People who exercise regularly may be less likely to develop Parkinson's disease

People who exercise regularly may be less likely to develop Parkinson's
disease -- but leisurely strolls may not be enough.

That news comes from a study of more than 143,300 U.S. men and women who
were followed from 1992-2001.

When the study started, participants were 63 years old, on average. They
reported their weekly hours of light exercise (walking or dancing) and
moderate to vigorous exercise (jogging, running, swimming, bicycling,
playing tennis or racquetball, or doing aerobics or calisthenics).

A total of 413 participants were diagnosed with Parkinson's disease by the
end of the study.

The most active participants were the least likely to develop Parkinson's
disease in the next decade, according to the researchers, who included Evan
Thacker, SM, of Harvard School of Public Health.

Exercise and Parkinson's

"The most important thing we learned from this study was that high levels of
moderate to vigorous recreational physical activity (like biking, swimming,
aerobics, etc.) were associated with lower Parkinson's disease risk,"
Thacker tells WebMD.

"Those with the highest levels of recreational physical activity at the
beginning of the study had a lower risk of getting Parkinson's disease over
the next 10 years, compared to the people with low levels of recreational
physical activity or none at all," says Thacker.

Thacker will present the study in Boston on May 1, 2007 at the American
Academy of Neurology's 59th annual meeting. How Much Exercise?

The drop in Parkinson's disease risk was only seen in people who got a lot
of moderate to vigorous exercise.

Task to complete ▸
From the Parkinson's article above, list each activity given in the parentheses after "moderate to vigorous exercise" as a separate item.

Information shown ▸
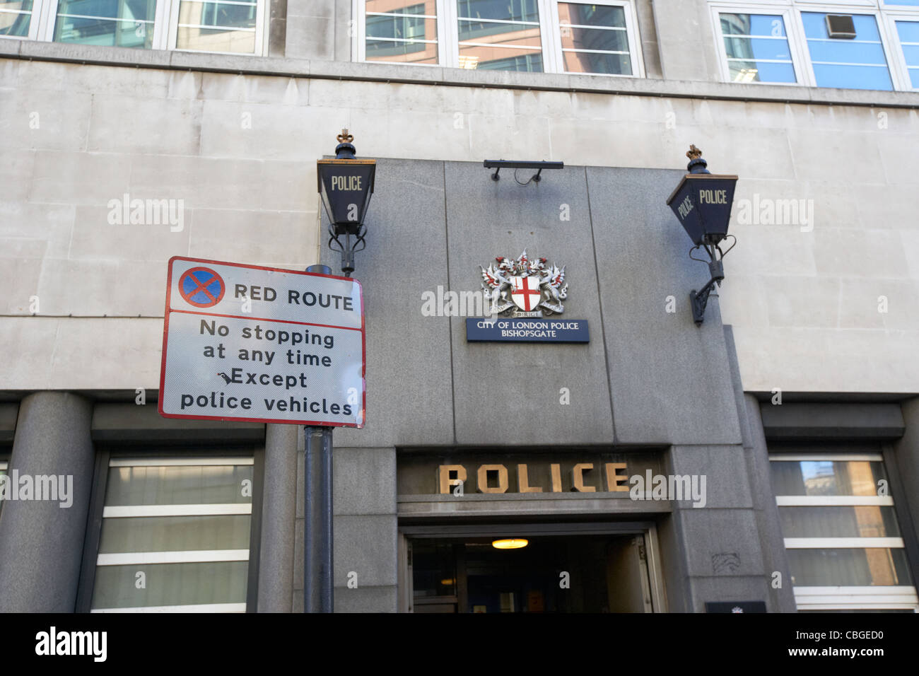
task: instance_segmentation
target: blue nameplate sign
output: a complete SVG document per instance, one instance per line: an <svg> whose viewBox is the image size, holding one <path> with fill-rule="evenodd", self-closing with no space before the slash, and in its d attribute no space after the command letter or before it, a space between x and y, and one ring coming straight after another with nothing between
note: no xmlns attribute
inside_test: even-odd
<svg viewBox="0 0 919 676"><path fill-rule="evenodd" d="M589 343L586 319L491 317L466 319L466 340L479 342Z"/></svg>

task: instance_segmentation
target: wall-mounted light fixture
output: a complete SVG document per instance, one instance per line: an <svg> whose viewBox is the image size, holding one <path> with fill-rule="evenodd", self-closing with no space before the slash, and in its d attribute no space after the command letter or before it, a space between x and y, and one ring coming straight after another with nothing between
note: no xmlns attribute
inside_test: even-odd
<svg viewBox="0 0 919 676"><path fill-rule="evenodd" d="M686 153L689 173L683 177L676 189L671 193L667 204L674 210L683 229L695 245L689 249L689 258L709 264L711 279L698 293L689 293L692 318L698 326L705 318L705 306L709 294L715 284L721 285L724 279L724 266L721 258L737 243L737 238L728 235L728 222L731 220L731 205L734 201L734 186L737 177L716 175L709 172L708 163L702 159L702 151L695 145ZM734 244L721 251L720 243L725 237L732 237ZM702 247L709 255L709 260L693 258L692 252Z"/></svg>
<svg viewBox="0 0 919 676"><path fill-rule="evenodd" d="M350 277L355 252L367 247L364 216L373 193L377 161L355 158L354 136L346 129L337 138L335 158L317 160L316 173L319 194L329 217L329 247L342 252L342 272ZM342 235L344 242L339 239Z"/></svg>
<svg viewBox="0 0 919 676"><path fill-rule="evenodd" d="M543 169L565 168L564 162L515 162L513 160L485 160L482 166L486 169L494 169L494 173L492 174L493 181L501 179L498 172L502 169L537 169L537 172L529 178L529 181L536 181L537 183L542 180L539 174L542 173ZM514 178L516 180L516 175ZM529 183L529 181L527 181L527 183ZM517 183L520 183L520 181L517 181ZM525 186L527 183L520 183L520 185Z"/></svg>
<svg viewBox="0 0 919 676"><path fill-rule="evenodd" d="M492 546L495 549L522 549L528 544L529 544L529 540L522 537L505 538L492 543Z"/></svg>

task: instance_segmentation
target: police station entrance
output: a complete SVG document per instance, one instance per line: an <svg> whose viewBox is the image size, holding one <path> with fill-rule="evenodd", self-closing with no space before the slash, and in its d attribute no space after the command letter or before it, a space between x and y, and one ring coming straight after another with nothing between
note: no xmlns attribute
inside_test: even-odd
<svg viewBox="0 0 919 676"><path fill-rule="evenodd" d="M404 607L414 613L660 611L652 531L629 524L403 527Z"/></svg>

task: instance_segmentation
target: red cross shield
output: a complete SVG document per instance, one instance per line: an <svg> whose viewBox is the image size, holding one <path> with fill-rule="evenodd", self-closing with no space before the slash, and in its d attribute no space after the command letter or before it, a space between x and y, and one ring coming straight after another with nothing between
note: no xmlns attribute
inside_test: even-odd
<svg viewBox="0 0 919 676"><path fill-rule="evenodd" d="M509 277L514 284L511 298L514 304L524 312L532 312L539 304L539 280L538 277Z"/></svg>

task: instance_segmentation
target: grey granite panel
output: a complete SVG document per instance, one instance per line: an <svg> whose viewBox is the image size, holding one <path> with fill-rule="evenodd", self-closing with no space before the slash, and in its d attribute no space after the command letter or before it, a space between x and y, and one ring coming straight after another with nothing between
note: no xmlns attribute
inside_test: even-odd
<svg viewBox="0 0 919 676"><path fill-rule="evenodd" d="M697 327L709 269L666 205L685 172L587 168L617 441L741 443L718 300ZM724 283L731 283L730 278ZM675 312L666 311L673 296Z"/></svg>
<svg viewBox="0 0 919 676"><path fill-rule="evenodd" d="M905 425L899 404L760 405L763 430L775 441L899 439Z"/></svg>
<svg viewBox="0 0 919 676"><path fill-rule="evenodd" d="M297 511L297 428L267 425L265 440L258 612L289 613Z"/></svg>
<svg viewBox="0 0 919 676"><path fill-rule="evenodd" d="M753 510L675 510L690 577L766 577Z"/></svg>
<svg viewBox="0 0 919 676"><path fill-rule="evenodd" d="M355 143L360 154L360 139ZM331 149L330 149L331 150ZM323 210L323 232L327 230ZM381 159L355 256L367 327L367 425L340 429L340 447L453 441L449 327L422 315L422 292L446 286L444 177L439 162ZM323 237L322 262L341 274Z"/></svg>
<svg viewBox="0 0 919 676"><path fill-rule="evenodd" d="M705 613L707 602L765 601L767 613L782 612L772 604L769 585L762 577L711 577L692 578L689 580L692 594L692 613ZM794 609L792 609L794 612Z"/></svg>
<svg viewBox="0 0 919 676"><path fill-rule="evenodd" d="M516 175L526 181L534 173ZM516 258L526 249L530 258L565 267L565 310L551 318L588 320L590 342L471 343L465 319L452 318L457 441L609 442L609 384L584 168L547 170L540 182L527 186L515 180L513 169L502 170L497 181L491 174L477 163L446 165L450 290L481 289L480 266L498 256ZM562 403L562 388L569 404Z"/></svg>
<svg viewBox="0 0 919 676"><path fill-rule="evenodd" d="M335 585L349 579L358 589L397 583L395 514L335 517Z"/></svg>
<svg viewBox="0 0 919 676"><path fill-rule="evenodd" d="M397 613L399 588L358 587L356 590L336 587L335 613Z"/></svg>
<svg viewBox="0 0 919 676"><path fill-rule="evenodd" d="M16 499L0 510L0 613L73 613L92 491L92 404L66 392L39 392L19 406L7 472L37 486L63 481L54 499ZM47 486L47 484L46 484Z"/></svg>
<svg viewBox="0 0 919 676"><path fill-rule="evenodd" d="M785 540L782 537L776 494L769 476L769 450L763 435L759 402L752 395L747 395L744 397L744 404L747 418L750 421L750 436L753 443L746 452L747 476L753 494L760 548L763 551L763 565L766 567L769 582L769 610L794 613L797 604L791 588L791 572L785 554ZM781 576L781 587L773 588L773 579L779 579L774 578L773 574L776 572Z"/></svg>
<svg viewBox="0 0 919 676"><path fill-rule="evenodd" d="M395 514L395 449L336 448L333 483L335 514Z"/></svg>
<svg viewBox="0 0 919 676"><path fill-rule="evenodd" d="M668 456L673 474L705 476L706 507L753 507L743 446L673 446ZM676 504L691 507L692 502Z"/></svg>

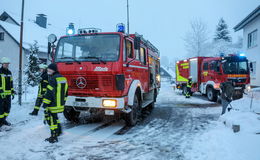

Exercise result ▸
jogging, running, swimming, bicycling, tennis, racquetball, aerobics, calisthenics